**Short problem:** Copy all the material that follows, keeping every character the same.

[begin Rows]

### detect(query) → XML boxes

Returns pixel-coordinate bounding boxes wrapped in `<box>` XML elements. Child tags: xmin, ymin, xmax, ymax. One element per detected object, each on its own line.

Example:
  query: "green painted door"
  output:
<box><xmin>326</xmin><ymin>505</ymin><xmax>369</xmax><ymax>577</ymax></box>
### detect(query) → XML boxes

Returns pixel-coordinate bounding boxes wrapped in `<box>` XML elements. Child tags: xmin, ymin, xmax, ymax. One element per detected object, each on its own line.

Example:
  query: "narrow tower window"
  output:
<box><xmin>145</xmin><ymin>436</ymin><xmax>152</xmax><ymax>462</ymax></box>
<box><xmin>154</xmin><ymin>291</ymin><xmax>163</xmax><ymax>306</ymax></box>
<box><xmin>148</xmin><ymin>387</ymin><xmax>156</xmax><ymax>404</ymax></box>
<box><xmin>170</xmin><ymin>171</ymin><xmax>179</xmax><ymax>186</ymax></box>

[end Rows]

**Expected answer:**
### detect(query) → XML boxes

Returns pixel-coordinate bounding boxes wrapped in `<box>` XML elements. Child tags: xmin, ymin, xmax, ymax. One element per detected object, each on its own line.

Example:
  query: "green painted door"
  output:
<box><xmin>326</xmin><ymin>505</ymin><xmax>369</xmax><ymax>577</ymax></box>
### detect(query) → XML boxes

Returns pixel-coordinate bounding boxes wrapped in `<box>` XML elements. Child tags: xmin, ymin, xmax, ymax. One element per detected object, each on its own line.

Example:
  query: "narrow tower window"
  output:
<box><xmin>145</xmin><ymin>436</ymin><xmax>152</xmax><ymax>462</ymax></box>
<box><xmin>154</xmin><ymin>291</ymin><xmax>163</xmax><ymax>306</ymax></box>
<box><xmin>148</xmin><ymin>387</ymin><xmax>156</xmax><ymax>404</ymax></box>
<box><xmin>170</xmin><ymin>171</ymin><xmax>179</xmax><ymax>186</ymax></box>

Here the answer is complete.